■ **Exercise passage**
.....

Shares in the U.S. pulled back on Tuesday, rattled by uninspiring inflation report and a lack of growth in corporate earnings. The three major U.S. indexes retreated after days of record close.
The Labor Department reported Tuesday that consumer-price index was largely unchanged in July from the same period last year. Though prices of medical care and shelter rose, they were offset by falling prices of gasoline and grocery items.
With that, consumer prices only rose 0.8% YoY in July, indicating a slowdown in inflation from 1.4% increase in prices in January. The mild inflation growth seemed to provide a case for the Federal Reserve to go slow with its interest rate review.
“The latest weakness should seal the case against a September rate hike,” said economist Michael Feroli of J.P. Morgan Chase.
The dollar weakened on the downbeat consumer prices report and stocks sensitive to interest rates dipped.
How the major indexes performed
The Dow Jones Industrial Average (INDEXDJX:.DJI) eased 0.5% to 18552.02, while the S&P 500 (INDEXSP:.INX) declined 0.5% to 2178.15. The NASDAQ Composite (INDEXNASDAQ:.IXIC) lost 0.7% to 5227.11.
AT&T Inc. (NYSE:T), one of the companies sensitive to interest rates, fell 2.5% after the soft inflation data seemed to push back expectations of a rate hike by the Fed before the end of this year.
Oil fails to provide support
Rising crude oil and iPath S&P GSCI Crude Oil Total Return (NYSEARCA:OIL) prices wasn’t enough to provide for U.S. stocks after the Department of Labor released the disappointing consumer-price data. Nevertheless, energy was the greatest gainer on the S&P 500.
The price of U.S. oil increased 1.8% to $46.58 a barrel, hitting the highest mark last seen more than a month ago.
Oil prices have rallied in the recent sessions after it was reported that even OPEC members are now feeling the pressure of the subdued oil prices in their economies. As such, the major producing countries are planning to meeting either in September or October at which they are likely to agree to cap their production. Saudi Arabia, which in June declined to support a call to freeze output unless rival Iran was doing the same, now appears open to a production cut to stabilize the price of oil.

.....

■ **Supplied information**
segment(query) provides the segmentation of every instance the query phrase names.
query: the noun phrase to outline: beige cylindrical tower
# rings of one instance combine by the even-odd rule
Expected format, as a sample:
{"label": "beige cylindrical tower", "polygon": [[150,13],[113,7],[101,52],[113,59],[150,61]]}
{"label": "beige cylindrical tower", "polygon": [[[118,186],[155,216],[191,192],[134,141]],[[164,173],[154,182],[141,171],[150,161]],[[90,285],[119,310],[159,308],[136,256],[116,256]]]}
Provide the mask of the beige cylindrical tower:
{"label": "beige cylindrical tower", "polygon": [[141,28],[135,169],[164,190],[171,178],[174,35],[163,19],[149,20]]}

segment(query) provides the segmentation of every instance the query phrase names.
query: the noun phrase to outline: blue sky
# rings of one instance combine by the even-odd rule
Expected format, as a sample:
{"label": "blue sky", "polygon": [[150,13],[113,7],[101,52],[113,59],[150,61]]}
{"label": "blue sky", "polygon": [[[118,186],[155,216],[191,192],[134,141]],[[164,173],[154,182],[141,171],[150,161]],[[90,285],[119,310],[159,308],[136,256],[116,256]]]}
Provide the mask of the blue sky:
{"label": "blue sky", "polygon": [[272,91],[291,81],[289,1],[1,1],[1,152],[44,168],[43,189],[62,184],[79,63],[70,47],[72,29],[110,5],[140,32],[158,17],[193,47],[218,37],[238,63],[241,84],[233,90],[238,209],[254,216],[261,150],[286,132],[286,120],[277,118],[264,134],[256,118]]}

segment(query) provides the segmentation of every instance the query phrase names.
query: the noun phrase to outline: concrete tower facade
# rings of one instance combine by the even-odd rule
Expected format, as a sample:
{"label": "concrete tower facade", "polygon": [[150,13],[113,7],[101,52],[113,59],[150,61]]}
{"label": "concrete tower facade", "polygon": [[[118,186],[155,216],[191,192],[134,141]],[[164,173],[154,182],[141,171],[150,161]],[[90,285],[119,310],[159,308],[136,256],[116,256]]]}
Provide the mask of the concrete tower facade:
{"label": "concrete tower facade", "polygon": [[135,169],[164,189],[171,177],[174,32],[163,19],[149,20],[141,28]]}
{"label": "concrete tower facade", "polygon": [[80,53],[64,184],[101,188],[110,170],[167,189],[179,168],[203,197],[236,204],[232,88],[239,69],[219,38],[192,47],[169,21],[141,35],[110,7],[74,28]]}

.....

■ **Tasks to carry out**
1 – Rewrite the paragraph of the market report beginning "Oil prices have rallied" as a shorter paragraph that keeps its main facts.
2 – In the market report, rewrite the passage from "Oil fails to" up to and including "the S&P 500.", replacing "disappointing" with "weak".

■ **Per-task answers**
1 – Oil prices have climbed in recent sessions on reports that low prices are straining even OPEC members' economies. The major producing countries plan to meet in September or October and will likely agree to cap production. Saudi Arabia refused in June to back an output freeze unless Iran did the same, but it now seems open to a production cut to stabilize oil prices.

2 –
Oil fails to provide support
Rising crude oil and iPath S&P GSCI Crude Oil Total Return (NYSEARCA:OIL) prices wasn’t enough to provide for U.S. stocks after the Department of Labor released the weak consumer-price data. Nevertheless, energy was the greatest gainer on the S&P 500.